WORK REQUIRED:
Condense the paragraph starting "In that hyped-up, multimedia-crazy bygone age" in the text on the Angoulême comics festival below into a short bulleted list that keeps its main facts.

PAGE TEXT:
════════════════

As always, the politics of the festival fascinated me. Angoulême is a city that's bet it's future on comics. It started with the first Salon International de la Bande Dessinée some 32 years ago, and it became official when the French national comics museum, the Centre National de la Bande Dessinée, was built in the early 90s.

In that hyped-up, multimedia-crazy bygone age, the city planners wanted to turn the former paper-making town into a super-city of the graphic arts, a centre for BD, animation and digital art. To some extent they succeeded, but recent elections, and just plain economic reality, have put the kibosh to outgoing museum director André-Marc Delocque-Fourcaud's dream of creating a 'Cité de l'image', including cinemas, museums, schools and an amusement park.

As an outsider, I long thought of the festival and the museum as part of the same organization, which is far from the truth. In fact, Renaud Donnedieu de Vabres, the French minister of culture, used his visit to Angoulême to repeat his request that the festival join with the CNBDI as an Établissement Public de Coopération Culturelle, a cultural public utility.

════════════════

RECORDS PROVIDED:
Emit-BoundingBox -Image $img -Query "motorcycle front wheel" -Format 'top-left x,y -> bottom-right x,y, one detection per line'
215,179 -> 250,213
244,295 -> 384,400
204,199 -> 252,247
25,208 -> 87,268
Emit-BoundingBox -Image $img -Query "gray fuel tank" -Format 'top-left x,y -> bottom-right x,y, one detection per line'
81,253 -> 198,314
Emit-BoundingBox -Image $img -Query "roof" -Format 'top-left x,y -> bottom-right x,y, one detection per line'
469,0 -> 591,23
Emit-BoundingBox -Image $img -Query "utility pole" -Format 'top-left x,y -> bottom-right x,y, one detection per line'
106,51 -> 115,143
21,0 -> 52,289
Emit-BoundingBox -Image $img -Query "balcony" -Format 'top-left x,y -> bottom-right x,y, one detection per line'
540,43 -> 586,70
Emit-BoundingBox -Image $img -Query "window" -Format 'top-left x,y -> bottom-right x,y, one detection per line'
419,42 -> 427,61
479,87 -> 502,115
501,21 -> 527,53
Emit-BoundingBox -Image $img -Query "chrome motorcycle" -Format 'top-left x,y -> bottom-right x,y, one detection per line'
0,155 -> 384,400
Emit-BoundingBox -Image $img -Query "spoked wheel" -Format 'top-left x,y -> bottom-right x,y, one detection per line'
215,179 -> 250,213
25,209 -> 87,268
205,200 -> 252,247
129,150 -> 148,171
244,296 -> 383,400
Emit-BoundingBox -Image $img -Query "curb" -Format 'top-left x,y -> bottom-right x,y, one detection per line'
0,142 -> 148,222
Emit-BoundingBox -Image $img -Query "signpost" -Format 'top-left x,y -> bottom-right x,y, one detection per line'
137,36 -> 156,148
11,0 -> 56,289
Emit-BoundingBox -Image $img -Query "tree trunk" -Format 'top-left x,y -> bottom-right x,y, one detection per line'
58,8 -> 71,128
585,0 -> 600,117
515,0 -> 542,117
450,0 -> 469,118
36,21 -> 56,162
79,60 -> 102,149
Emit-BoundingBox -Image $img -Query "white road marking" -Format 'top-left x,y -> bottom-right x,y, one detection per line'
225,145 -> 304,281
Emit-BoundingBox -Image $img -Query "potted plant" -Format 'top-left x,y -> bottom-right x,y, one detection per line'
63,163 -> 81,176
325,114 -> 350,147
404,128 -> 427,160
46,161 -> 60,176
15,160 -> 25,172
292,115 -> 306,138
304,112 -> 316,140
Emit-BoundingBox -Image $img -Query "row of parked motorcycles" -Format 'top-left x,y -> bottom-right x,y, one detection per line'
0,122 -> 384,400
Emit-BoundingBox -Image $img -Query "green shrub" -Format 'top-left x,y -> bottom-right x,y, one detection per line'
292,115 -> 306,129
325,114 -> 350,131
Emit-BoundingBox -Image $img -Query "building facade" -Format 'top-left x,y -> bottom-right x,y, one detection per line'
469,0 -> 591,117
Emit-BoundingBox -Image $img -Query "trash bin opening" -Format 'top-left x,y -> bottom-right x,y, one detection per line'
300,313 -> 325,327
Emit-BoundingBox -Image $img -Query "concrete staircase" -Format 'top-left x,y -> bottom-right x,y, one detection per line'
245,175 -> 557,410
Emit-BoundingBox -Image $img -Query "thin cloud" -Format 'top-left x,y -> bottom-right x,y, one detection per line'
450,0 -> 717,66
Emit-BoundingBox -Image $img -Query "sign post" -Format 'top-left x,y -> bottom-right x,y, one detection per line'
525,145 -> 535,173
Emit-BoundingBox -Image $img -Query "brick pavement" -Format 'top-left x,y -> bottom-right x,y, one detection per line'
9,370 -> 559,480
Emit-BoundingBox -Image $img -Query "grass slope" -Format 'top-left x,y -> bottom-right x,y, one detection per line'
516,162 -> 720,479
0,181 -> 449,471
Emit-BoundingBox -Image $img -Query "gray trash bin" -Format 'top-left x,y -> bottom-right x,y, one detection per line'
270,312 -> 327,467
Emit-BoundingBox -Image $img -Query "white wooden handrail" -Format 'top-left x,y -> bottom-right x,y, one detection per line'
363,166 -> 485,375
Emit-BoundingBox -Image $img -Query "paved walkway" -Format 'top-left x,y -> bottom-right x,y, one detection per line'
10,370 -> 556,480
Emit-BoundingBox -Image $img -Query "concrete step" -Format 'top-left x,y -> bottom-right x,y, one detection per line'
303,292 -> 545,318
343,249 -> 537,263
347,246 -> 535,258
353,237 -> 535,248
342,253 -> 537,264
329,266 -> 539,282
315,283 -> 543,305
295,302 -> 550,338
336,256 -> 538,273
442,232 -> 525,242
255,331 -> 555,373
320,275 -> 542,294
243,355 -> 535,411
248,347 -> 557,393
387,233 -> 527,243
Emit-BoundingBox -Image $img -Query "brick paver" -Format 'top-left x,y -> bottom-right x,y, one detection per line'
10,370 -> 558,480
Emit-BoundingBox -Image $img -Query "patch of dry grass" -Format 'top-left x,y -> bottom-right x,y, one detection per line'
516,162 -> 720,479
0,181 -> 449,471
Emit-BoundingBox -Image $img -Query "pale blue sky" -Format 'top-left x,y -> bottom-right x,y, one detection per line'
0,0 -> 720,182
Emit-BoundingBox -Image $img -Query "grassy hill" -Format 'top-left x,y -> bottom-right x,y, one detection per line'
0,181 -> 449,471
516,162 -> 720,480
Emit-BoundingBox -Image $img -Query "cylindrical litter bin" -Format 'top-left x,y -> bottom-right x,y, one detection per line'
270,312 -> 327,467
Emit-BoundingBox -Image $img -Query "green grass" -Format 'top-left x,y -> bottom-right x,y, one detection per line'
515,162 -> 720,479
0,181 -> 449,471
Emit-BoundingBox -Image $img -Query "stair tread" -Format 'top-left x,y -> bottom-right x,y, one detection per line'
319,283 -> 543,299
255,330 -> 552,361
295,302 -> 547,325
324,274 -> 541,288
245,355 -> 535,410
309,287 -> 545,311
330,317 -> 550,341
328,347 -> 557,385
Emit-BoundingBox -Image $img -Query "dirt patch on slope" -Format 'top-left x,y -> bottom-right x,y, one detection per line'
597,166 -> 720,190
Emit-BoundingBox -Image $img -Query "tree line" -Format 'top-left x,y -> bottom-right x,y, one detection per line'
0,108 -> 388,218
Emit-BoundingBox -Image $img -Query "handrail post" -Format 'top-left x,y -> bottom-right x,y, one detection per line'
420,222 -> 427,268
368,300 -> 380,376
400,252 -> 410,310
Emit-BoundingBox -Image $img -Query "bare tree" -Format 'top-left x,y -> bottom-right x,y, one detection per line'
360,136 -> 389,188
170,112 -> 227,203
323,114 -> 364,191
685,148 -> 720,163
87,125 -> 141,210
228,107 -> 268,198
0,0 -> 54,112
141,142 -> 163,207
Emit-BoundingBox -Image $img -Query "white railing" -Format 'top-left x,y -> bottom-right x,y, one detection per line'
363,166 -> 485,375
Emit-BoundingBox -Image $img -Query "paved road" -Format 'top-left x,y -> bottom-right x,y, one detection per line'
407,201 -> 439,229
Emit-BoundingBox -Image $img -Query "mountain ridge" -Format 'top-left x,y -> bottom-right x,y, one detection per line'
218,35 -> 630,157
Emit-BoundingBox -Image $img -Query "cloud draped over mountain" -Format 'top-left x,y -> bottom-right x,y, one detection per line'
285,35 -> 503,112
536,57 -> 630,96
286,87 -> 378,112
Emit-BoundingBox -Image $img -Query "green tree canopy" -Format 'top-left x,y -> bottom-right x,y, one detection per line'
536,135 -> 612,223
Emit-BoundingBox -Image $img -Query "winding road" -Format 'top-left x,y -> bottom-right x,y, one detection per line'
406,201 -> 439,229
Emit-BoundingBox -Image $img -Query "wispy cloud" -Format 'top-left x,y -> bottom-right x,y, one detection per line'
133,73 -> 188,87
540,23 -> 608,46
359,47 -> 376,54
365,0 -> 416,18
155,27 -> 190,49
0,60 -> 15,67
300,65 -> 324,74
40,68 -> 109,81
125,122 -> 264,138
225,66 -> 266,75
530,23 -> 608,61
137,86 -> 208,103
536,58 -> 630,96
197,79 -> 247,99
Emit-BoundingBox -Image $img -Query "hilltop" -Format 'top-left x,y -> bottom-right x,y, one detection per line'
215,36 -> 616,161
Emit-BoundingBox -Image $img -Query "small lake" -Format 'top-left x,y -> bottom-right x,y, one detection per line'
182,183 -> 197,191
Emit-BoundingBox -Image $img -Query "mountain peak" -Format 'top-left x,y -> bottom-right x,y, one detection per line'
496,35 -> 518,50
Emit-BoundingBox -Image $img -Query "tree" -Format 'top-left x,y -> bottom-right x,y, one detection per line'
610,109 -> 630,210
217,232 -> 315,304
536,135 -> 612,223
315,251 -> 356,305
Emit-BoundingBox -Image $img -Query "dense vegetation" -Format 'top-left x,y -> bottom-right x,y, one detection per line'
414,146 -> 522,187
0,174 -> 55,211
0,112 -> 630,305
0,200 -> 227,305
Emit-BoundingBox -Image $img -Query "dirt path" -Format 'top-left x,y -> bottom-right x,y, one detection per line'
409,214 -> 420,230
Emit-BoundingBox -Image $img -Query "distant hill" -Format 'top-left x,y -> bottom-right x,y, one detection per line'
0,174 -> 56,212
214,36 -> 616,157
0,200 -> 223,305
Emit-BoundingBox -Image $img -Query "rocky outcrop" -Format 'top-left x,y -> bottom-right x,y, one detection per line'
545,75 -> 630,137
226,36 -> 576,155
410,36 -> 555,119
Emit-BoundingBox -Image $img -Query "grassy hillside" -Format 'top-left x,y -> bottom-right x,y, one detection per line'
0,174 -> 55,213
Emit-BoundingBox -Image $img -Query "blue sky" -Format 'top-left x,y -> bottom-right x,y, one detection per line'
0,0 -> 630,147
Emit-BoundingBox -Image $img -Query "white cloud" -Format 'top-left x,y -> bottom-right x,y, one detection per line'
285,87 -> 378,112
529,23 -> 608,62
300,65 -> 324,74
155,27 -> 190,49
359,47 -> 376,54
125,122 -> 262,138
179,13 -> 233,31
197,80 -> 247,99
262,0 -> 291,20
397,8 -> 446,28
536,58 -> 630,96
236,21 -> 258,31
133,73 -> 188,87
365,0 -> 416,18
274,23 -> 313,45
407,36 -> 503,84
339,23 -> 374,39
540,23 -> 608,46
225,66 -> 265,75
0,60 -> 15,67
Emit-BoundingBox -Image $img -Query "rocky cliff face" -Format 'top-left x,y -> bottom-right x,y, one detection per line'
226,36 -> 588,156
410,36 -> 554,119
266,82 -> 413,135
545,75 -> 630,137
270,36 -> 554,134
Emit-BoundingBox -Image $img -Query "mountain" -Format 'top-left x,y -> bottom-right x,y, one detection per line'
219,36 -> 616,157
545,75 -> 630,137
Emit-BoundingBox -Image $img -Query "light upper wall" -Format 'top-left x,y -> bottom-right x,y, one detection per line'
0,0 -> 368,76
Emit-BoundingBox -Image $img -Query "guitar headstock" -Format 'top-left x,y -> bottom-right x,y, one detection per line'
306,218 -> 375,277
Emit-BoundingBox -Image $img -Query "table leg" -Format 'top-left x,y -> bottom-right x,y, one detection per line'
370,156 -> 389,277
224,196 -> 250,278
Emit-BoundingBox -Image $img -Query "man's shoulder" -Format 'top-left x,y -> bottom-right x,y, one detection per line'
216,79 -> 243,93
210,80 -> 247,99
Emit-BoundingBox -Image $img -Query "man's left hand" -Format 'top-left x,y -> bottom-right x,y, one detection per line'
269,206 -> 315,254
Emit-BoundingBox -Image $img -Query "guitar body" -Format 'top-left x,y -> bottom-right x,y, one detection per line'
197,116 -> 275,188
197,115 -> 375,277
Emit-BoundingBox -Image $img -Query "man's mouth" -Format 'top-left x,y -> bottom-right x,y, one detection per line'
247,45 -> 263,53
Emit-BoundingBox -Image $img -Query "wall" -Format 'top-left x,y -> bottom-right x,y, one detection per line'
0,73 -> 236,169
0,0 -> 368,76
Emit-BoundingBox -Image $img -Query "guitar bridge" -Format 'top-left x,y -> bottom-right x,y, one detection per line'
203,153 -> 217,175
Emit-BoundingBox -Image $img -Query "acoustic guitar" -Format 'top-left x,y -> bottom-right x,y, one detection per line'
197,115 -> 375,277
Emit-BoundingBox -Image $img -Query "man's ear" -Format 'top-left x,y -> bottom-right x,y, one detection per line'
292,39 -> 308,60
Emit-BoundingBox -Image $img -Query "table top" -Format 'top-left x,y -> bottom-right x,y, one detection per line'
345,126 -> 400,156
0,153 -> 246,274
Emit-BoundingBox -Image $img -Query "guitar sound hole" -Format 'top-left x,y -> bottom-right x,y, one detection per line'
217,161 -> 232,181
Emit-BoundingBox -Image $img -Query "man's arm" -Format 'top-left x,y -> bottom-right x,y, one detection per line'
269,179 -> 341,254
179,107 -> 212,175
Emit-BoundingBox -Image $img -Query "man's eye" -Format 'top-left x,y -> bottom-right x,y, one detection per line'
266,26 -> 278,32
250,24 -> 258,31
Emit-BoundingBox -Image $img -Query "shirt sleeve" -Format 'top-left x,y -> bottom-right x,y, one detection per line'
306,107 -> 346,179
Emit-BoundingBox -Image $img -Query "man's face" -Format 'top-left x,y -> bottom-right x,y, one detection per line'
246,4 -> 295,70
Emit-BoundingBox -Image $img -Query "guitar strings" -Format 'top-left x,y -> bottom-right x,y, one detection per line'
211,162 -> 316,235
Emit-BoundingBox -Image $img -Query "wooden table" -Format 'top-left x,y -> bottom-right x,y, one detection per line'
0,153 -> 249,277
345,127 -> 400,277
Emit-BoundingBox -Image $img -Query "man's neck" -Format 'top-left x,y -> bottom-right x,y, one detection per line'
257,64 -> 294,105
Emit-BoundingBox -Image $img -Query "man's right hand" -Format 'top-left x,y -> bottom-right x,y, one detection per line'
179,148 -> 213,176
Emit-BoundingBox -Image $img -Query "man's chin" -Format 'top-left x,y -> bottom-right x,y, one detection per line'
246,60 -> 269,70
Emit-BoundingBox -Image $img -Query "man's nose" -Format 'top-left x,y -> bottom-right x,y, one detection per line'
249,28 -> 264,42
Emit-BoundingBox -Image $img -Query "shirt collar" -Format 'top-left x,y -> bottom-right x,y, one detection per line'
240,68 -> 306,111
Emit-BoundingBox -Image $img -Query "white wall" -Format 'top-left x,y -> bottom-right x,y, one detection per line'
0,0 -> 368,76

════════════════

EXERCISE ANSWER:
- City planners wanted to turn Angoulême, a former paper-making town, into a super-city of the graphic arts: a center for BD, animation and digital art.
- They succeeded to some extent.
- Recent elections and economic reality ended outgoing museum director André-Marc Delocque-Fourcaud's dream of a "Cité de l'image" with cinemas, museums, schools and an amusement park.